**Prompt A**
In the pickled habanero recipe, what reason does the opening description give for the peppers being good for tacos, chili, and salsas? Answer in one to three sentences.
**Prompt B**
Extend the pickled habanero recipe, picking up right after its final instruction.

**Document passage**

START

These fiery pickled habanero peppers are bold, fruity, and full of heat. Perfect for adding spice to tacos, chili, salsas, and more.
Prep Time15 minutes
Cook Time5 minutes
Canning Time15 minutes
Total Time35 minutes
Course: pickles
Cuisine: American
Keyword: pickled peppers
Servings: 16 servings (1 pint)

Ingredients

  • 15 to 20 medium habanero peppers seeded
  • 1 clove garlic sliced thin (optional)
  • 1 cup white vinegar 5% acidity
  • ¼ cup water
  • ½ tsp pickling salt
  • ½ tsp sugar

Instructions

  • Prepare peppers: Wash peppers and wear gloves. Cut off the tops, and remove seeds and membranes. Leave whole or slice as desired.
  • Pack jar: Place garlic (if using) in the bottom of a sterilized pint jar. Pack with peppers, leaving ½ inch headspace.
  • Make brine: Combine vinegar, water, salt, and sugar in a saucepan. Bring to a boil, then reduce to a simmer.
  • Fill jar: Pour hot brine over peppers, leaving ¼ inch headspace. Remove air bubbles and adjust headspace if needed.

END

**Dataset content**
START

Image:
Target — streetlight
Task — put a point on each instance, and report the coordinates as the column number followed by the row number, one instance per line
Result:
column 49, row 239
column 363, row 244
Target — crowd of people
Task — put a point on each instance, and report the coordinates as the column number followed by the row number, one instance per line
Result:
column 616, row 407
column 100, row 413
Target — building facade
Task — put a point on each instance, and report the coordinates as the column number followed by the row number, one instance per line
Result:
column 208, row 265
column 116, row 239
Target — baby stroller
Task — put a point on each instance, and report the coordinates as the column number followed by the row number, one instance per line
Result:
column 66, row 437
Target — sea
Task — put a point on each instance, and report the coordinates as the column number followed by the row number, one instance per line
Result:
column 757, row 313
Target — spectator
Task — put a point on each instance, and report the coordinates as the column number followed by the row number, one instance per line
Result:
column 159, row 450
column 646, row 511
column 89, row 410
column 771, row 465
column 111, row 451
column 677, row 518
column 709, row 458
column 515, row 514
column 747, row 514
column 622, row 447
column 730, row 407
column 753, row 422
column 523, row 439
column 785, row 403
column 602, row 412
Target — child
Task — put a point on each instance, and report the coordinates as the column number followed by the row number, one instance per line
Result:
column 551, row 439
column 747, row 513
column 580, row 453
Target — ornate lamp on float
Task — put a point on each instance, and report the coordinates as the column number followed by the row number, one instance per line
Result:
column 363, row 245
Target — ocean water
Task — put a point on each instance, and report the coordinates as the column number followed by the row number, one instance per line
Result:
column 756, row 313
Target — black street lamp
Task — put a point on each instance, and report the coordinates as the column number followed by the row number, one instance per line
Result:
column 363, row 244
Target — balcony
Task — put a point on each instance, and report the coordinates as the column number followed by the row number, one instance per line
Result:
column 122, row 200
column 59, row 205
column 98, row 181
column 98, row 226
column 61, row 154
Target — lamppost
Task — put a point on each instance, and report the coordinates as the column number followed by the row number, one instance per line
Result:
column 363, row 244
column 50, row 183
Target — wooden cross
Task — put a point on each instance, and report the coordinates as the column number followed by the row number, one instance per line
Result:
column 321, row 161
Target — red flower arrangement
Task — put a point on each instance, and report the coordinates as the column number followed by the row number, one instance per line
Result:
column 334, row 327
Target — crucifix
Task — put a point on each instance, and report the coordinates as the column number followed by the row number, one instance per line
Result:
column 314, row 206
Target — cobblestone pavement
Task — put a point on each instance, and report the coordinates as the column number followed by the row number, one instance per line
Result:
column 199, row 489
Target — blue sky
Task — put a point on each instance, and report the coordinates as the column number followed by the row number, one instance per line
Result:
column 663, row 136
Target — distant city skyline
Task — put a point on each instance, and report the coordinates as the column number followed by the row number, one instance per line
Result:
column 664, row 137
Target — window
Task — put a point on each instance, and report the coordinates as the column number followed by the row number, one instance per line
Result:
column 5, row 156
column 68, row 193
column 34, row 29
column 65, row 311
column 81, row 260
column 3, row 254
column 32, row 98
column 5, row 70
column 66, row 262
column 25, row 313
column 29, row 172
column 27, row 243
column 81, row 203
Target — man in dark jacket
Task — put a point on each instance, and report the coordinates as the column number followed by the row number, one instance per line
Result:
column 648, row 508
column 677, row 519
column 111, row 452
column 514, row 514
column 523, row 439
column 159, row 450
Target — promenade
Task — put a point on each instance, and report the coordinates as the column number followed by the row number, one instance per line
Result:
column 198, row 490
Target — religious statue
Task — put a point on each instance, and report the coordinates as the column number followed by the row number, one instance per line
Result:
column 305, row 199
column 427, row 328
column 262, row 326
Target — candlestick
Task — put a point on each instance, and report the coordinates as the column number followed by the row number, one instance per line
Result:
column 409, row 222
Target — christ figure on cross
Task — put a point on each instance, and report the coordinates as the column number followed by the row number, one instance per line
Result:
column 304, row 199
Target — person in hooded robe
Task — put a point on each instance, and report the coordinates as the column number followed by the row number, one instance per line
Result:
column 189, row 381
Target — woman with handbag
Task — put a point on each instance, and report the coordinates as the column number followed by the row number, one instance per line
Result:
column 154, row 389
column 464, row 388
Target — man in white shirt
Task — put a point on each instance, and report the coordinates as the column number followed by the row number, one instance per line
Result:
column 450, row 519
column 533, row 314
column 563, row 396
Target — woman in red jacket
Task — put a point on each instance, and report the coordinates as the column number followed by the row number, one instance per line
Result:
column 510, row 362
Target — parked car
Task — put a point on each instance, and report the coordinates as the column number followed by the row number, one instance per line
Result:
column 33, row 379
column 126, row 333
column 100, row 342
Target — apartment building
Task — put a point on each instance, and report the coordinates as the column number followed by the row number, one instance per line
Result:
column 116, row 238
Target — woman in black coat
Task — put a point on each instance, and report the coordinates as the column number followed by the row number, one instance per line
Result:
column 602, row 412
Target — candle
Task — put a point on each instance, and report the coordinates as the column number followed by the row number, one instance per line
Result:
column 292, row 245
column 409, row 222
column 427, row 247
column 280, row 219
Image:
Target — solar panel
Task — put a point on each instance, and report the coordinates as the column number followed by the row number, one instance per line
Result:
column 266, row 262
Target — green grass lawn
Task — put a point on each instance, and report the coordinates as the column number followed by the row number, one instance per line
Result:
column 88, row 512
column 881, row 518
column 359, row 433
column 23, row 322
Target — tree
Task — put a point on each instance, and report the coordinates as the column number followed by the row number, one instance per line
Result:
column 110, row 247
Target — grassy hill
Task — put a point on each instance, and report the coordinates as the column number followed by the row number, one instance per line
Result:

END

**Answer A**
The recipe calls the peppers bold, fruity, and full of heat. That heat is why it describes them as perfect for adding spice to tacos, chili, salsas, and similar dishes.

**Answer B**
  • Seal & process: Wipe jar rim, apply lid and ring, and process in a boiling water bath for 10 minutes (pints/half-pints) or 15 minutes (quarts). Add 5 minutes if above 6,000 feet in elevation.
  • Cool & store: Let sit for 12–24 hours. Check seals, label, and store in a cool, dark place. Wait 2-3 weeks before opening for best flavor.

Notes

This recipe is tested for canning in half pints, pints and quarts.  Do not use jars larger than quarts.  Salt and sugar are optional, but do not reduce the amount or proportion of vinegar in this recipe.
Canning is optional, and this works fine as a refrigerator recipe.  If not canning, store the pickled peppers in the refrigerator until needed.  They'll keep several months if refrigerated and submerged in brine.
If canned, the peppers will keep on the pantry shelf and maintain peak quality for 12 to 18 months.  Refrigerate after opening.

Canning Safety

This pickled pepper canning recipe is based on guidance from the Colorado University Extension, in their Fact Sheet No. 9.314 titled "Making Pickled Peppers" which provides water/vinegar ratios and canning times.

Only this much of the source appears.